WHAT THE EXERCISE ASKS → Your result should be every line of the records below that contains the word "boarded".

RECORD EXTRACTS →
********
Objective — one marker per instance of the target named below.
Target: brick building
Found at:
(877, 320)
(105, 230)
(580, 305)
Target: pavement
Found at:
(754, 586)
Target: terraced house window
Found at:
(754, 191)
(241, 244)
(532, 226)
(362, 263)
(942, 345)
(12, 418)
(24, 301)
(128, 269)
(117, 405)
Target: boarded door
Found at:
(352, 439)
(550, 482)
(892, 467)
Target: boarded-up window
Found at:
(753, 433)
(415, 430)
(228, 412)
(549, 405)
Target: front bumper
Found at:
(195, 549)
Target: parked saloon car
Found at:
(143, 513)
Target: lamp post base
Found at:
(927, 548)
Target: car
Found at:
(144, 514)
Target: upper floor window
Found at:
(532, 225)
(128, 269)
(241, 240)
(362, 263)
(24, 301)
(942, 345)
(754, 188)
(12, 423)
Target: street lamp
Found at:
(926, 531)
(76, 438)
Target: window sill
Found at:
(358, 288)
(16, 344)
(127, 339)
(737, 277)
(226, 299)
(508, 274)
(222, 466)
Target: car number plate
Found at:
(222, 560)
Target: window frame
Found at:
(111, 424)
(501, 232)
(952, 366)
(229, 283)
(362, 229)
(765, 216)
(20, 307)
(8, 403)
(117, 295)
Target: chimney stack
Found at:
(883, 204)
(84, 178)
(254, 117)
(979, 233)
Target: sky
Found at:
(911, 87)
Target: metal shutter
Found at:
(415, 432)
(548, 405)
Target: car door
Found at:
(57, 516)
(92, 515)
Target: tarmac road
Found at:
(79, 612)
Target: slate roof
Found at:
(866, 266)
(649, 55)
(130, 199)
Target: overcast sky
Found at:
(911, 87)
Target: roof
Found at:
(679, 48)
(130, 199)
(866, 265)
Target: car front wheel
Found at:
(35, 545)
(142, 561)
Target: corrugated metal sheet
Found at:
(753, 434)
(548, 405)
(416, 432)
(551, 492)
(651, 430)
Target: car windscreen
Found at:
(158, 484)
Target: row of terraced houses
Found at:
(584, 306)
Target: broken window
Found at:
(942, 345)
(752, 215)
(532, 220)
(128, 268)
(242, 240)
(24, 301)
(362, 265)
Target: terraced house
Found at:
********
EXERCISE RESULT →
Target: boarded door
Target: boarded-up window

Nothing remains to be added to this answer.